> EXERCISE INSTRUCTIONS
**a.** In the piece on India's free trade agreements, restate the paragraph beginning "The SOPs that the government is proposing" as a short bulleted list that keeps its main facts.
**b.** Decide whether each statement agrees with the piece on India's free trade agreements. Answer yes or no and quote the words from the piece that settle it.
(i) The pause on FTA negotiations would halt talks with the EU and the UK.
(ii) After the ASEAN goods FTA was implemented, India's imports rose consistently.
(iii) The NDA government put on hold FTAs being negotiated with the EU, Canada, and Australia.
**c.** Write the next part of the commentary on India's free trade agreement strategy, picking up after its final sentence.

By Biswajit Dhar

Last month, the department of commerce announced its decision to take a break from negotiating several free trade agreements (FTAs) in order to review its extant strategy in respect of these agreements. However, this decision would not adversely affect negotiations with partners like the European Union (EU) and the UK that are at advanced stages. The ostensible reasons for the government to press the “pause” button on FTAs, according to media reports, are to avoid granting “unintended concessions” to non-members of FTAs, monitoring third-country goods entering India via FTA partners, and providing assistance to domestic industries so as to enable them to improve their presence in the markets of the partner countries. The government is also putting in place standard operating procedures (SOPs) for the new FTA strategy. Once the SOPs are adopted, so the government has assured, the process of negotiating new FTAs would be put back on track.

The SOPs that the government is proposing to develop should essentially draw upon India’s two-decade-long experience of engaging in FTA negotiations involving several of its major trade partners. Going by the narratives created around the FTAs that are either being implemented or are currently being negotiated, it is clear that the negotiating processes of these agreements were fraught with weaknesses. Consequently, soon after the FTA with the Association of Southeast Asian Nations covering the goods sector was implemented, it became obvious that not only had the intended benefits for India in terms of enhanced market access for its products not materialised, but its trade balance was also deteriorating due to consistently rising imports. Not surprisingly, once the National Democratic Alliance (NDA) government assumed power, it called for review of existing FTAs, besides putting on hold all the FTAs that were being negotiated by the United Progressive Alliance government, with the EU, Canada, and Australia.

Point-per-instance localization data
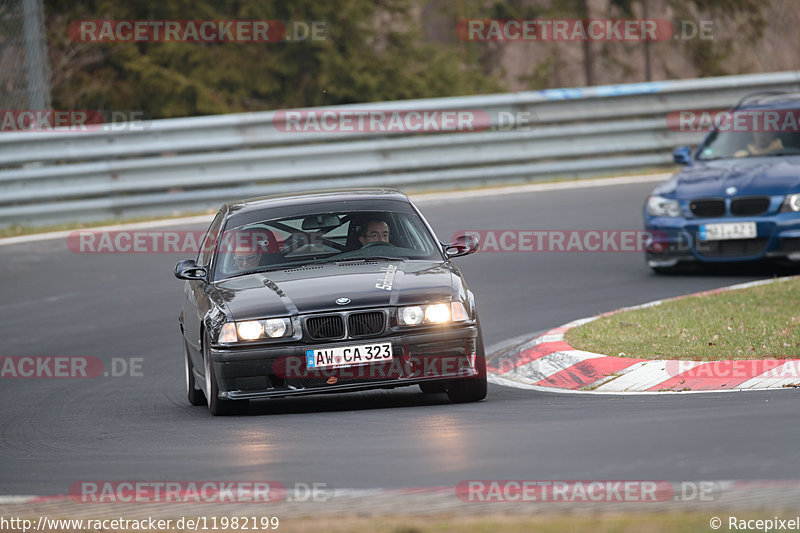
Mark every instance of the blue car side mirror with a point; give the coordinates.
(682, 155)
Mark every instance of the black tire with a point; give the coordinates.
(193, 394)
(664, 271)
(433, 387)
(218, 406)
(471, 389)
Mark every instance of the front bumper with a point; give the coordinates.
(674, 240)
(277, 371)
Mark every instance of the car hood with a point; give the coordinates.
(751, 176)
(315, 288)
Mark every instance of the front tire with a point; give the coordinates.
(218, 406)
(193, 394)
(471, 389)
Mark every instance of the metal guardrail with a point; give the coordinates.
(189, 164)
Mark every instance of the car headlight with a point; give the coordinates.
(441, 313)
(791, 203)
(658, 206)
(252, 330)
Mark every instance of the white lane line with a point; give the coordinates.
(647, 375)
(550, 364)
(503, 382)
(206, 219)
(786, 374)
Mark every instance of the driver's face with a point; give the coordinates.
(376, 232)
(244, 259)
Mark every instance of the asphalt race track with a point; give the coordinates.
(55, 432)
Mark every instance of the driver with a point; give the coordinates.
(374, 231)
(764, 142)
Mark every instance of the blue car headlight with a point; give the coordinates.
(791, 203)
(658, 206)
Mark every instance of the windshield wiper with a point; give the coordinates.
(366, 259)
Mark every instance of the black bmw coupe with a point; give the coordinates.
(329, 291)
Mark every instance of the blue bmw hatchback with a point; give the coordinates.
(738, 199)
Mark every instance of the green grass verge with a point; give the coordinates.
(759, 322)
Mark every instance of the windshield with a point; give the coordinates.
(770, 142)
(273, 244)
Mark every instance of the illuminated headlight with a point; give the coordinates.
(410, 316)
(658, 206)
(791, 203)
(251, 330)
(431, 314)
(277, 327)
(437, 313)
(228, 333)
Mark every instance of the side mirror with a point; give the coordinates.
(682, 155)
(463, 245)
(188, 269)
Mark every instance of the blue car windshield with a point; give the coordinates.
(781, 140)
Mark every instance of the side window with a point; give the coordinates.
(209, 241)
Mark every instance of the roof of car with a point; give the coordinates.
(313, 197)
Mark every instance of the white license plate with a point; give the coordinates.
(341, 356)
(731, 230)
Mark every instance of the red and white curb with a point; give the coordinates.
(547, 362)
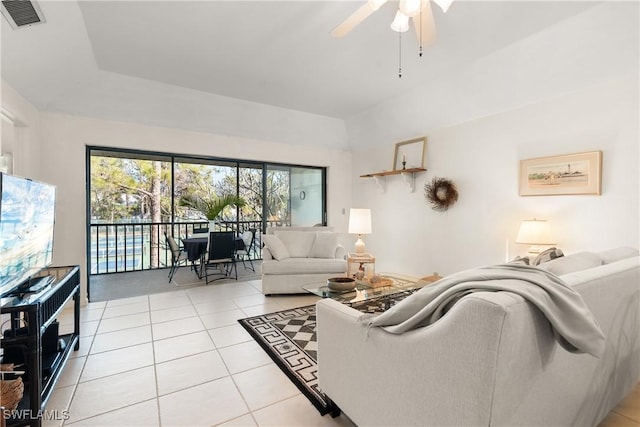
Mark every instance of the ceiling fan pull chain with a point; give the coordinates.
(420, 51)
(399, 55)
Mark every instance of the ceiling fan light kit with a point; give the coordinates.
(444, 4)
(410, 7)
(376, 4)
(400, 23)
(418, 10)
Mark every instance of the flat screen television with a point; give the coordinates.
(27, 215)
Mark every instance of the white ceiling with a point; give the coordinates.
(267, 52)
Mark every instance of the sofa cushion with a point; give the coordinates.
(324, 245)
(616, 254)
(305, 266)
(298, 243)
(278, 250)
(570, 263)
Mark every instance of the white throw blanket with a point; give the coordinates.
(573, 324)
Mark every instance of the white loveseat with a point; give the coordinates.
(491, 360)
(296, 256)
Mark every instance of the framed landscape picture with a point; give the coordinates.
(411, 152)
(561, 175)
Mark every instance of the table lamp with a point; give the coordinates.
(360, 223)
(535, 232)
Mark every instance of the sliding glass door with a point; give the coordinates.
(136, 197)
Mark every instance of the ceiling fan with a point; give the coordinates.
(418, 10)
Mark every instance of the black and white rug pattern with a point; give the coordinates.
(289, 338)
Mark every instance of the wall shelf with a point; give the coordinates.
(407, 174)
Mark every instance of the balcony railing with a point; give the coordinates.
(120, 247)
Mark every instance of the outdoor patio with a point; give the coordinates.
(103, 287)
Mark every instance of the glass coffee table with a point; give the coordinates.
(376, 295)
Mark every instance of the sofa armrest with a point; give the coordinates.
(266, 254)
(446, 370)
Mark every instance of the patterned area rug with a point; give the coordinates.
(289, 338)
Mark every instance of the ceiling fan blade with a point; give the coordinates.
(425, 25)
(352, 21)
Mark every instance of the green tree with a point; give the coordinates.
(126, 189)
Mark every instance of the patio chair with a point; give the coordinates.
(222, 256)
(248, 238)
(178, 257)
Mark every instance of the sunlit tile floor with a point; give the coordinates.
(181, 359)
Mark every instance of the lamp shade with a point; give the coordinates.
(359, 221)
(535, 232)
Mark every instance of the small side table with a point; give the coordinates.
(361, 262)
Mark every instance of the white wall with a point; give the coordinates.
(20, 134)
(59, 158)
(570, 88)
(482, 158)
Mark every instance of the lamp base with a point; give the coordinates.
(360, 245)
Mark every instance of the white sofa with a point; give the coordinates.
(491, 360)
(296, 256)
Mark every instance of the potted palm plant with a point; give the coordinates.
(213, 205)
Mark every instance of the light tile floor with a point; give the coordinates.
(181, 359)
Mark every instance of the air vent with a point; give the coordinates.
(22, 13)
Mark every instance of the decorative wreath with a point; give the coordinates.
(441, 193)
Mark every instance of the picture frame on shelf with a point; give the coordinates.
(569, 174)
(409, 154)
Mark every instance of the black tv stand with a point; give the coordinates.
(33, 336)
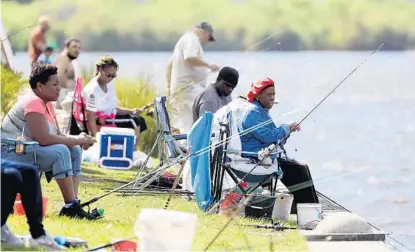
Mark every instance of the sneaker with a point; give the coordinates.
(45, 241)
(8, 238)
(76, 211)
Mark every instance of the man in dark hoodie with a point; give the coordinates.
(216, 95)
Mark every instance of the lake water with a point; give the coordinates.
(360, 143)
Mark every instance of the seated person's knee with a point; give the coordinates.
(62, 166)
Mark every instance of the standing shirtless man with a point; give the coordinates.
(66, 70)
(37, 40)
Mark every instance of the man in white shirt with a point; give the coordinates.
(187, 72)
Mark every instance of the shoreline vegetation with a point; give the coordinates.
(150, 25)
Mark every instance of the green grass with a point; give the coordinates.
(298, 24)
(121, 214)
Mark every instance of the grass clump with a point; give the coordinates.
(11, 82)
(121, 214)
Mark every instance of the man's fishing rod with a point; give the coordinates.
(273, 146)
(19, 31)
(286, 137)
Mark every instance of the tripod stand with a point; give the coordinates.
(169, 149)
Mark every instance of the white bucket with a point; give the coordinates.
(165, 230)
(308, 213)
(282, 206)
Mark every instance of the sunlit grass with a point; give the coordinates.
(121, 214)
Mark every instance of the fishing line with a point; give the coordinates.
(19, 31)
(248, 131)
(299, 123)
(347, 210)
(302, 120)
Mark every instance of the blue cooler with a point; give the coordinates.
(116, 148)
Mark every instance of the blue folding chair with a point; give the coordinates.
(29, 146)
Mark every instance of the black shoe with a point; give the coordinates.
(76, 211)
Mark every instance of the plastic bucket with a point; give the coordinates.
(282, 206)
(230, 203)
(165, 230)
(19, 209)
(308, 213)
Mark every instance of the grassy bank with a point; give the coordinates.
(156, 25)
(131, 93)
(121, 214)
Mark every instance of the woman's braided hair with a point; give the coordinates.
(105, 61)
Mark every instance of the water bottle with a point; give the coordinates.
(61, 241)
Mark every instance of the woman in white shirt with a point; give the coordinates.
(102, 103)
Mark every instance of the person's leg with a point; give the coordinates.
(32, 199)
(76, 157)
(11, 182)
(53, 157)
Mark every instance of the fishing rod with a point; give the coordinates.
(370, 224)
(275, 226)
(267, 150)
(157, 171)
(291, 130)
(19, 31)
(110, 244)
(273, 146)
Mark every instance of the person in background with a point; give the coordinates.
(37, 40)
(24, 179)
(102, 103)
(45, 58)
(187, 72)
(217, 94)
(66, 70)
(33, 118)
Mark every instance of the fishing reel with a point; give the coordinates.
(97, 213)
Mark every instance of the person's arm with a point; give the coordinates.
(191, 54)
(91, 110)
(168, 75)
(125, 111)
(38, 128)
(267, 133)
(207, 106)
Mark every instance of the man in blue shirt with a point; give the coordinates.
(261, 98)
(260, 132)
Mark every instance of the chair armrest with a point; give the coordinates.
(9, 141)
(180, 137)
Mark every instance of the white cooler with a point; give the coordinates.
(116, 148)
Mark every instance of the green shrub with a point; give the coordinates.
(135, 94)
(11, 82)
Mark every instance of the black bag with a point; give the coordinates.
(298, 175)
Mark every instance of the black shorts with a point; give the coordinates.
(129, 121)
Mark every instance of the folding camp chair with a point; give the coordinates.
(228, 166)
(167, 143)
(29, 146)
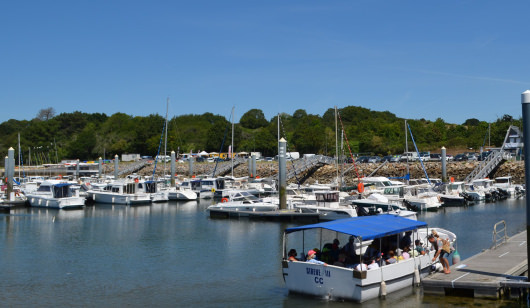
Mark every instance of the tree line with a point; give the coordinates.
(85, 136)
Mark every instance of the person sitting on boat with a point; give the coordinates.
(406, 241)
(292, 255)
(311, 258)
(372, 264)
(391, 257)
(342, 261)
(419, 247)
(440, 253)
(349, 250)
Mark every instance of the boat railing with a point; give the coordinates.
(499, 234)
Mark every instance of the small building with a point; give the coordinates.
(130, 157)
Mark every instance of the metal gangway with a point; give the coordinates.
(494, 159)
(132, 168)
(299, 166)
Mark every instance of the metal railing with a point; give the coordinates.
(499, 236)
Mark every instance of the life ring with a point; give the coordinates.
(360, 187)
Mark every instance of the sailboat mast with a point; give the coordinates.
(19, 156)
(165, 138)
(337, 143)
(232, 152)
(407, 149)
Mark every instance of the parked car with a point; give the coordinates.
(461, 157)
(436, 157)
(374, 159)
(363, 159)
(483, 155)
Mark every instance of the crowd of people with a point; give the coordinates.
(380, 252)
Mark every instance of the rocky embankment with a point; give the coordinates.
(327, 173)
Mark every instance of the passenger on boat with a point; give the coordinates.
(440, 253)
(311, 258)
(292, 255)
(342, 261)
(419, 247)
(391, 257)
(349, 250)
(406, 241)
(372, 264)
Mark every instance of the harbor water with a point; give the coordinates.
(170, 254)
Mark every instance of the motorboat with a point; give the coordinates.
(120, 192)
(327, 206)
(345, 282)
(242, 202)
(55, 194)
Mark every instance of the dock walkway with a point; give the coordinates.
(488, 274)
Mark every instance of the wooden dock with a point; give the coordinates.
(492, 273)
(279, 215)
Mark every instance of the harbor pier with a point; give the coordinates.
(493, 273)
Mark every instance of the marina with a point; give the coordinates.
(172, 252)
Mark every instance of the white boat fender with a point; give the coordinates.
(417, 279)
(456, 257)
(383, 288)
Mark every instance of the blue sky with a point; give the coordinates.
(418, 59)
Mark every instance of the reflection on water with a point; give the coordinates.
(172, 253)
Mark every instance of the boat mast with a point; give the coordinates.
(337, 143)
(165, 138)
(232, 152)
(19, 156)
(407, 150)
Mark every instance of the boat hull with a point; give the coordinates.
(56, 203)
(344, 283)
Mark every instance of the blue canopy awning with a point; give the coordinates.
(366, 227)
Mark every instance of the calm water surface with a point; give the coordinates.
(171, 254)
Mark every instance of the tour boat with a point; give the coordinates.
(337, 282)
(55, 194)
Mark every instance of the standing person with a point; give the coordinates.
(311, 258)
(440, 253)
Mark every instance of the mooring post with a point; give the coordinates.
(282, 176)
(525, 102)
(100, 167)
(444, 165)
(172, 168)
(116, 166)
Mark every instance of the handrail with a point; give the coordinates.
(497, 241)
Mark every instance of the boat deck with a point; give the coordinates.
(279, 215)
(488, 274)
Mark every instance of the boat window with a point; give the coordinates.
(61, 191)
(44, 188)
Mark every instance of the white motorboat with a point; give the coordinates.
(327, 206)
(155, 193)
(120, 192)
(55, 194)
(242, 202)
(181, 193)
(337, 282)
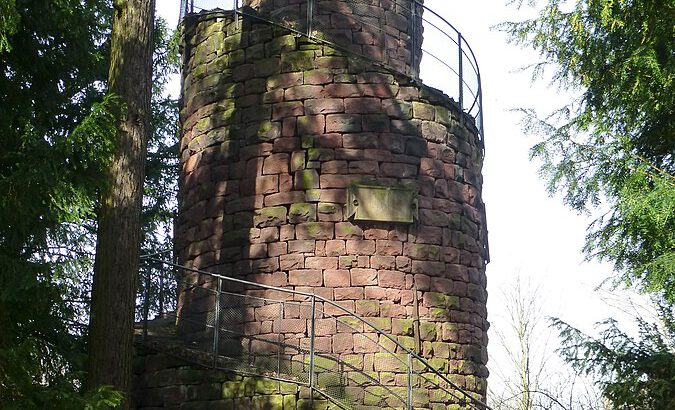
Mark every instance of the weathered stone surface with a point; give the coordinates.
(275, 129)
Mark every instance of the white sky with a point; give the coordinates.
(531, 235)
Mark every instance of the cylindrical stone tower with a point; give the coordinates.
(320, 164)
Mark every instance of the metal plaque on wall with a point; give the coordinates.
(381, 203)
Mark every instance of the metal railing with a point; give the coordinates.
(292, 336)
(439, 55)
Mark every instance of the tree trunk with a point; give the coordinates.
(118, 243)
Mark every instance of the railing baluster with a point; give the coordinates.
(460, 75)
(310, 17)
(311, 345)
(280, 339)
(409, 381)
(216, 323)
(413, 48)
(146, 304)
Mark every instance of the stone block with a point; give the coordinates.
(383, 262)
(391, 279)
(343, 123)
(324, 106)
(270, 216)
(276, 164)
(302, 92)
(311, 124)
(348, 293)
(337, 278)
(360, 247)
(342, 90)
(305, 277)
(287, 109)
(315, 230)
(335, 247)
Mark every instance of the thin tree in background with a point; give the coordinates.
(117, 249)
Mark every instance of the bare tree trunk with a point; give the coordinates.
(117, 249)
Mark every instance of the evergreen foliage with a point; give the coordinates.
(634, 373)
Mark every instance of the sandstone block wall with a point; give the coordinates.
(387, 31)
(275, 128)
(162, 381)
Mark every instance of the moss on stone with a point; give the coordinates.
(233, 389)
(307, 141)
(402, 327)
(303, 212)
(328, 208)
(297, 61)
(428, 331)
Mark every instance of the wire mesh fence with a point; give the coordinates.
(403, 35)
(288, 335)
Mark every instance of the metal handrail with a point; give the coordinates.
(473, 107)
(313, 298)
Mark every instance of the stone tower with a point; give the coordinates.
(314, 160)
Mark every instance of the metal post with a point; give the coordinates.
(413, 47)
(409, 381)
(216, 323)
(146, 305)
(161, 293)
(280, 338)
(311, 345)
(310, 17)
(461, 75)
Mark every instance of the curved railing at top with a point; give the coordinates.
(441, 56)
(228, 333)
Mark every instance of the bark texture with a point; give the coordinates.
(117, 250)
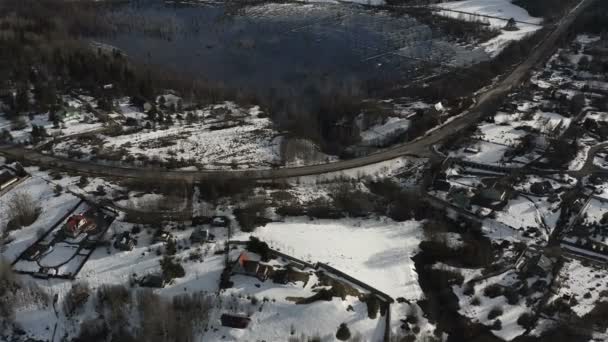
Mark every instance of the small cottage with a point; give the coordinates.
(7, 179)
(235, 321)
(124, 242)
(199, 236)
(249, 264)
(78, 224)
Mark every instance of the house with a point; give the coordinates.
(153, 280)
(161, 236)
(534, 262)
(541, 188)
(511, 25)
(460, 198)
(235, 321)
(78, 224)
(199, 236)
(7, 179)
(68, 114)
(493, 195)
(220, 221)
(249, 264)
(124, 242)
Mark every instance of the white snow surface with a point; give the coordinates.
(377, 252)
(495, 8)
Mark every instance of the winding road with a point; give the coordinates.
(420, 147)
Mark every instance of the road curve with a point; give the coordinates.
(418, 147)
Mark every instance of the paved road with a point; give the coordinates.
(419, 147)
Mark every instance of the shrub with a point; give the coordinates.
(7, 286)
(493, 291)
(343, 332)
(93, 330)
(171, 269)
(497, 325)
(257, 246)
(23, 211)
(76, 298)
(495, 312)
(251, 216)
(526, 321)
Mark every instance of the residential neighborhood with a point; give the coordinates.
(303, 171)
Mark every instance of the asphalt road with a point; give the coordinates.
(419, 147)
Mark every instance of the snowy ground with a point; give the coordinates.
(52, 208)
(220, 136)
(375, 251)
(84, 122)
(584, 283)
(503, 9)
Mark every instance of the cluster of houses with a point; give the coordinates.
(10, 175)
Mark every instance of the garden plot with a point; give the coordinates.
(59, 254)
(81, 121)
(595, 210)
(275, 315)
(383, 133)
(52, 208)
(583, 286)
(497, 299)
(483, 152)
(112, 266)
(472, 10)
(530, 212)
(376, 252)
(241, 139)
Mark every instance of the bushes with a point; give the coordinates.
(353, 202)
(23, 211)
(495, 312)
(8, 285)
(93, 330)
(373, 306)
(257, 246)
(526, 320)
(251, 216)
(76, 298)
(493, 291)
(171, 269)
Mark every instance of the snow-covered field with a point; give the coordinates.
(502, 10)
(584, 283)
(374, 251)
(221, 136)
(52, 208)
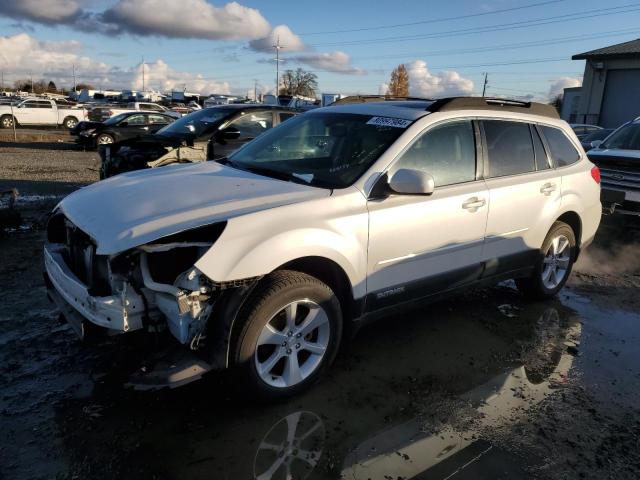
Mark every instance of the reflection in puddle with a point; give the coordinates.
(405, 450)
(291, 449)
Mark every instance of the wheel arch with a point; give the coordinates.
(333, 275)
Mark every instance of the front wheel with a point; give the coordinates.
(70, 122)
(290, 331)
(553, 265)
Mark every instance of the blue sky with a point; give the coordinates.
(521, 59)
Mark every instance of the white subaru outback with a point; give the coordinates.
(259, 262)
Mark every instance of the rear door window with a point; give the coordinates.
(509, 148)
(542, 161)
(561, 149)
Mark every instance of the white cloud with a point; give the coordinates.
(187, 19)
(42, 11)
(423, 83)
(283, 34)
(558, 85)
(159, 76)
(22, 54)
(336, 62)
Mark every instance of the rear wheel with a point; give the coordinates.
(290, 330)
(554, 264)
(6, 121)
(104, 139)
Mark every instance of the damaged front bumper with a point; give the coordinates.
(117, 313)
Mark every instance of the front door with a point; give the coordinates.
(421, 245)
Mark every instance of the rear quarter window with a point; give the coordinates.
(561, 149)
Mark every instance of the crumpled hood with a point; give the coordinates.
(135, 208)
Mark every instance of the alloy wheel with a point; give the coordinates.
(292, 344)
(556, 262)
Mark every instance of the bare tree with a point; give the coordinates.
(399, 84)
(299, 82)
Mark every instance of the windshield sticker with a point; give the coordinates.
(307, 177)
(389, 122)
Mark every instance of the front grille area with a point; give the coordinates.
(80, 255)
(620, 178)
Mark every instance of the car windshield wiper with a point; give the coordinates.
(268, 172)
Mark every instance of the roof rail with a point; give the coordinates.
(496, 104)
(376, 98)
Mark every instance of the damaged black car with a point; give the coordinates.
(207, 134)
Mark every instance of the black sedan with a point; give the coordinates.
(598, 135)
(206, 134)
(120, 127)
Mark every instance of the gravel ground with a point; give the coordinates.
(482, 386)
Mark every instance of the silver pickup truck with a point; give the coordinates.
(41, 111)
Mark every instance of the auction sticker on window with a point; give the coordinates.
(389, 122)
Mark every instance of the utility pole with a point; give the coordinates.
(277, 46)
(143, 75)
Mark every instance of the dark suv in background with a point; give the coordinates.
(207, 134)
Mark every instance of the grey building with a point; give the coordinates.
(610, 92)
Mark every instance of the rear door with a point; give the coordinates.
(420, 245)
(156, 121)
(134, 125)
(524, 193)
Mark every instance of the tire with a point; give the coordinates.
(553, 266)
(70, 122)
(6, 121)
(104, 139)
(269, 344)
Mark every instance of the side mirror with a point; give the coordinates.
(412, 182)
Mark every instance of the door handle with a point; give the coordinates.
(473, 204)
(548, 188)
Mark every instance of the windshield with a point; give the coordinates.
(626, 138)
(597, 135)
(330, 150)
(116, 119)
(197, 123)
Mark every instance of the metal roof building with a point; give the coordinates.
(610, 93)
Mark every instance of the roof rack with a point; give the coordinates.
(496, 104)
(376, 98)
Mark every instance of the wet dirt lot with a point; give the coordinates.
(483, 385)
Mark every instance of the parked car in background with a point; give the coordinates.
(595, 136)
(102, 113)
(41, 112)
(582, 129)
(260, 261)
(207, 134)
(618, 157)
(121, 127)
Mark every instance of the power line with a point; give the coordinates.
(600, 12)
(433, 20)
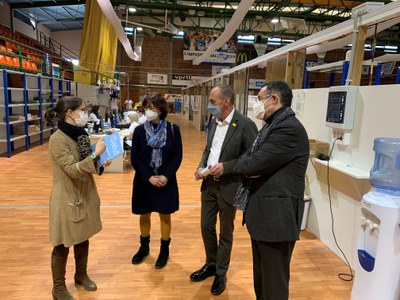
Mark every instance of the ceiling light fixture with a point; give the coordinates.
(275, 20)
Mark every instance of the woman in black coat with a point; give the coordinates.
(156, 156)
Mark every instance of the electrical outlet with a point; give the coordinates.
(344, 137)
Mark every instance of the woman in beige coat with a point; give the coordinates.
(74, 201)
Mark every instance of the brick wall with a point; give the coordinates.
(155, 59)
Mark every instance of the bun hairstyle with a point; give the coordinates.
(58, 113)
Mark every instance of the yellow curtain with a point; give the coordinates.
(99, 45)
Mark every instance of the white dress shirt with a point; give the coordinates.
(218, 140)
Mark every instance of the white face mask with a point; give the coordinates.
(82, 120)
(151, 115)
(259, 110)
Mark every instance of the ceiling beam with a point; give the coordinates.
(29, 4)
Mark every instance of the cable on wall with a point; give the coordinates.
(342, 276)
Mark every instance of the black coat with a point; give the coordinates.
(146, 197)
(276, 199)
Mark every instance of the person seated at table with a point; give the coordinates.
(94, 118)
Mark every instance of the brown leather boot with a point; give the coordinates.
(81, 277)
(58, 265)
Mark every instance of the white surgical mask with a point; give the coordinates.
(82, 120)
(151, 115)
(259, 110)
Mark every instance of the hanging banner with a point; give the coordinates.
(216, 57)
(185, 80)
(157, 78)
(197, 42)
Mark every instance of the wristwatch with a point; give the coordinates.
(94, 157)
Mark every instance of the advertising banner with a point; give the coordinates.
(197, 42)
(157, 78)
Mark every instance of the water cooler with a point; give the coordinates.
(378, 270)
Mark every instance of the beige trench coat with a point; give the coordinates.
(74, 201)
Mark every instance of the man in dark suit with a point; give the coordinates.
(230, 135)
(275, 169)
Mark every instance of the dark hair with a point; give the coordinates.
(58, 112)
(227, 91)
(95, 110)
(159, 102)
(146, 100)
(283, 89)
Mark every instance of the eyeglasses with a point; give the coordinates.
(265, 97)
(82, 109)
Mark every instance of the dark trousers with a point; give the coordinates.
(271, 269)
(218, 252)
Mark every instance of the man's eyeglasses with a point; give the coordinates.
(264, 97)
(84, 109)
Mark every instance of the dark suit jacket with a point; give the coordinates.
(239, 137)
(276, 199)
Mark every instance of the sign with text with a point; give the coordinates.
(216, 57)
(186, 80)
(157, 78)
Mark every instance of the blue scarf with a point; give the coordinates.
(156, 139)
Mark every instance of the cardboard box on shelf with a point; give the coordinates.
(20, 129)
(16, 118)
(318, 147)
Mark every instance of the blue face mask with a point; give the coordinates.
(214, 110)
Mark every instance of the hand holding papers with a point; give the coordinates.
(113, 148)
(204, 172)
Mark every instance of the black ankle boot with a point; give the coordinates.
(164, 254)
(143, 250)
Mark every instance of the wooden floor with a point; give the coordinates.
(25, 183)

> OUTPUTS BY TASK
**a.**
- The planned SOPs should draw on India's two decades of experience negotiating FTAs with several major trade partners.
- The narratives around the FTAs now in force or under negotiation show that their negotiating processes were fraught with weaknesses.
- After the goods FTA with the Association of Southeast Asian Nations took effect, India did not get the expected gains in market access, and its trade balance worsened as imports kept rising.
- On taking power, the NDA government called for a review of existing FTAs. It also put on hold all FTAs that the UPA government had been negotiating with the EU, Canada, and Australia.

**b.**
(i) No: "this decision would not adversely affect negotiations with partners like the European Union (EU) and the UK that are at advanced stages"
(ii) Yes: "its trade balance was also deteriorating due to consistently rising imports"
(iii) Yes: "putting on hold all the FTAs that were being negotiated by the United Progressive Alliance government, with the EU, Canada, and Australia"

**c.**
But it made one major exception: the NDA government decided to remain engaged with the Regional Comprehensive Economic Partnership (RCEP) negotiations. Thus, even when it was deeply concerned about the outcomes of three existing FTAs with its East Asian partners, the NDA government was persuaded to join the RCEP negotiations. What was more, throughout the process of RCEP negotiations, the government appeared oblivious to the travails of several manufacturing industries in the country, which were ill-prepared to face competition from their counterparts from the East Asian region, especially China. The concerns of the Indian industry seem to have been taken on board as India opted out of the RCEP negotiations in 2019, as the government decided to adopt a more well-considered approach towards the FTAs. However, two years hence, the government announced that it was making a major push on the FTA front by negotiating 13 FTA, including those that were stalled from 2014. Two of these agreements are currently being fully implemented, namely, with the UAE and the European Free Trade Area (EFTA) comprising Switzerland, Norway, Iceland, and Lichtenstein.

There are two facets of India’s involvement with bilateral trade agreements. First, as is evident from the above, is a stop-start approach to FTA negotiations, or absence of consistency. The second is the lack of transparency in the negotiating processes. The priorities of the government in each of these FTAs and the benefits that it is seeking to achieve through the formalisation of these agreements were never put in the public domain; in other words, the agreements were negotiated/are being negotiated in secrecy.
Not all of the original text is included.